_Required work:_ Give back exactly the lines that run from the line containing "tag: white fur" through the end of the listing below. Leave out every other line.
::: Supplied information :::
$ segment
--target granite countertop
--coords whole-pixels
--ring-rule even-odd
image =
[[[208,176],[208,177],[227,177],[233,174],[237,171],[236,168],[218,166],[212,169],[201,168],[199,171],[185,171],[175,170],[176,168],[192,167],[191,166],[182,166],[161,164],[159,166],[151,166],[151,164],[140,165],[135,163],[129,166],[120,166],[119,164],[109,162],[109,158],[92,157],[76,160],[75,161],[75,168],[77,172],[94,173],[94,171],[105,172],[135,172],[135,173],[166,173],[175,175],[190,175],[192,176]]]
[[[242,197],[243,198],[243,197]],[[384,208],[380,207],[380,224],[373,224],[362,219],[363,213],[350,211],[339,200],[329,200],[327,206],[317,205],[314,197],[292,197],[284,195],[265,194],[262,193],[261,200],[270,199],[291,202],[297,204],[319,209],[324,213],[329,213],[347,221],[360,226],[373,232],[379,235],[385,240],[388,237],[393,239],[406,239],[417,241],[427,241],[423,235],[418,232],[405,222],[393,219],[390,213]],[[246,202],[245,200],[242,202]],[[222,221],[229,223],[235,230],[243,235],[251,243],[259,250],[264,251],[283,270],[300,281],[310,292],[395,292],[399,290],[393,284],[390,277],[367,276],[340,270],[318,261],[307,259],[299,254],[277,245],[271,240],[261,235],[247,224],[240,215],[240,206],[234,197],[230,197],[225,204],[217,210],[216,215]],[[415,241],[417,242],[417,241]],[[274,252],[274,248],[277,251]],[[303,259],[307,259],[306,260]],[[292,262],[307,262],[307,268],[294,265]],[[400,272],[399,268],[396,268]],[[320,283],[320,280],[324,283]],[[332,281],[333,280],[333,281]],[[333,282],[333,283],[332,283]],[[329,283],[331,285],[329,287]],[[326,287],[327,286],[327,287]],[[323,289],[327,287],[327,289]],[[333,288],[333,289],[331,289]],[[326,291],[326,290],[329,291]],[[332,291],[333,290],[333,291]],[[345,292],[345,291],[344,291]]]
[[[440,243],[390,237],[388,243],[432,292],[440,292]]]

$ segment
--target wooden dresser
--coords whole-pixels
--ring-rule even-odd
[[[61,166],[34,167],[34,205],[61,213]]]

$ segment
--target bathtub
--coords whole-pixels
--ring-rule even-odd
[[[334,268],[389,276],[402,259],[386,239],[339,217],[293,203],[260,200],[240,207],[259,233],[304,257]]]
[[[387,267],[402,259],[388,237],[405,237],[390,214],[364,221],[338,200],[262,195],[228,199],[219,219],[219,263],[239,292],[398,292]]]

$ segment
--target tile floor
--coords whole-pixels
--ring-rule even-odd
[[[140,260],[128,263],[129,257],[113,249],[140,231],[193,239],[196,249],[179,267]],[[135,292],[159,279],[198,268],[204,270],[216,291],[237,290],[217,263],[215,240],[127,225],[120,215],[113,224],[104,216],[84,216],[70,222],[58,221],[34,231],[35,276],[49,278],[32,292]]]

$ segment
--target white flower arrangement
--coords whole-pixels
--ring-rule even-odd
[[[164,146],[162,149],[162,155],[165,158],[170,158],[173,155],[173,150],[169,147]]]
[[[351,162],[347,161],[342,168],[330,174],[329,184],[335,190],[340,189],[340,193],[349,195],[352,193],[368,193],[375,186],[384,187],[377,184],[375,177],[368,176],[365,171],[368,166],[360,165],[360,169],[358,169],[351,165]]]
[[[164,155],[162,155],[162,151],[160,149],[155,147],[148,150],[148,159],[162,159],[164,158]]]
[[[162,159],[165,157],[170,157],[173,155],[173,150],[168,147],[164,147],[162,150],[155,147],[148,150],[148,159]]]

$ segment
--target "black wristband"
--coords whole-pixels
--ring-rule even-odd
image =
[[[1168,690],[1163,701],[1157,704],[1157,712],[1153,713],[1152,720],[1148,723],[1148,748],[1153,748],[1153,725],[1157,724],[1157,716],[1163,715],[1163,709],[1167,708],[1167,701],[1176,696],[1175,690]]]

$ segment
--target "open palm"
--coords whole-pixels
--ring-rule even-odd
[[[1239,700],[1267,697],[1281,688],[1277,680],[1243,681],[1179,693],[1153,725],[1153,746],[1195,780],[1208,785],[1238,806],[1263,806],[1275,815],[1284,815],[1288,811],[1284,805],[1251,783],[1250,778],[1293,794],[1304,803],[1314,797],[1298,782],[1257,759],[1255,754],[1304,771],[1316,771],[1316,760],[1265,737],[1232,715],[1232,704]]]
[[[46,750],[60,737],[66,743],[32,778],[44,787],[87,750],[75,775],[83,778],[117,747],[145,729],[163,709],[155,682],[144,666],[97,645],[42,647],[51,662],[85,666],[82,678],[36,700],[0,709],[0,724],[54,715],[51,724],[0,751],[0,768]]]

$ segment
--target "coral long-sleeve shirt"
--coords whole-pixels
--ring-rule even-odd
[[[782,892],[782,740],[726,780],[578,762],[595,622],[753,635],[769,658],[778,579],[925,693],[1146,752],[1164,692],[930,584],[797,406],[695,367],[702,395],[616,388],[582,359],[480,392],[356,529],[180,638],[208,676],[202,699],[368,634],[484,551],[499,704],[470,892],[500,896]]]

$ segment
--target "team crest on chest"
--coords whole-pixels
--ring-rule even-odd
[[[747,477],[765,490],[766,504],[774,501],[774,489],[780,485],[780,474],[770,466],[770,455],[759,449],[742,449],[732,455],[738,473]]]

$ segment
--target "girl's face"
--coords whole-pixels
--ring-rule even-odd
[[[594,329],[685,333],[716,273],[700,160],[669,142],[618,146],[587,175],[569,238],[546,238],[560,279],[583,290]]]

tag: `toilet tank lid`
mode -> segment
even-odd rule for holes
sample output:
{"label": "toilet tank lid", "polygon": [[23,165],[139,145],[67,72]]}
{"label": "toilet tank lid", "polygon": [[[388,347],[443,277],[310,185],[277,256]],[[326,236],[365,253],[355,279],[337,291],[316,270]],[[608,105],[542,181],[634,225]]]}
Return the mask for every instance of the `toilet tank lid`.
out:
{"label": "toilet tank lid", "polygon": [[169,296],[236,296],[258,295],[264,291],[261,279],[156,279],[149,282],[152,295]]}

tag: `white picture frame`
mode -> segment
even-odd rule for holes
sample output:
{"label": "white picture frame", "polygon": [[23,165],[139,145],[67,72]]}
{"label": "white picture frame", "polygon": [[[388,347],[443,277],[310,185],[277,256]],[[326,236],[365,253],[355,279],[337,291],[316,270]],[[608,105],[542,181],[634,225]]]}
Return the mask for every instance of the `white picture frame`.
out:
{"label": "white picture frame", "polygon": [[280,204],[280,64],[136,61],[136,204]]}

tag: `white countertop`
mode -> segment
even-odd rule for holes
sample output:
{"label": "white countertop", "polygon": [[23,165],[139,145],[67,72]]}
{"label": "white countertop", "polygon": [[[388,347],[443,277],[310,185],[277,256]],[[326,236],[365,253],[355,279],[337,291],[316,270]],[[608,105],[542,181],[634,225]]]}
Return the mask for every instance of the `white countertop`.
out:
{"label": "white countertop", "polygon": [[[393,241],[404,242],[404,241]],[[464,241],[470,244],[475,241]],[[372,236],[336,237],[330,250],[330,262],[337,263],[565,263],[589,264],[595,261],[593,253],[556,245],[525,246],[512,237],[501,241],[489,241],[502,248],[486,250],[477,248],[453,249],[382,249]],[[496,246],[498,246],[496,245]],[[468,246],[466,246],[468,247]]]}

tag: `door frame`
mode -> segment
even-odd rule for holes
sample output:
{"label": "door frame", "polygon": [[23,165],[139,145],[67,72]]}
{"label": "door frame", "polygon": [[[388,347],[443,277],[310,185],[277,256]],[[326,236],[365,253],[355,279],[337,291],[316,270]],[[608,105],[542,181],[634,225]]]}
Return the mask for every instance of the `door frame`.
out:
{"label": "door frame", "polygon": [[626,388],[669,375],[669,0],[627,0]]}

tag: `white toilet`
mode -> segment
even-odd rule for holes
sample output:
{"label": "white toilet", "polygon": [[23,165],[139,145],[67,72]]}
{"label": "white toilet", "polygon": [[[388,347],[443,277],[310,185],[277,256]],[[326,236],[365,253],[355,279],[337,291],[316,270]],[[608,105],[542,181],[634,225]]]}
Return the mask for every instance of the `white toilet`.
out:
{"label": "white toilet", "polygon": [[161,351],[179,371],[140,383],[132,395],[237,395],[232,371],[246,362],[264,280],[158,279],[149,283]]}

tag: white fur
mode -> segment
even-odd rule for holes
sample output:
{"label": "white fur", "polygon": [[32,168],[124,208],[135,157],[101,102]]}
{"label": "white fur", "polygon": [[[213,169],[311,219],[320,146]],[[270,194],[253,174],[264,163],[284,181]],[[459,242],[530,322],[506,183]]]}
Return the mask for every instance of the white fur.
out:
:::
_Written answer:_
tag: white fur
mode -> segment
even-odd rule for holes
sample output:
{"label": "white fur", "polygon": [[32,168],[124,208],[135,157],[101,102]]}
{"label": "white fur", "polygon": [[[213,169],[311,219],[320,146]],[[270,194],[253,174],[264,163],[284,181]],[[459,242],[530,322],[506,183]]]}
Return the mask for every instance of the white fur.
out:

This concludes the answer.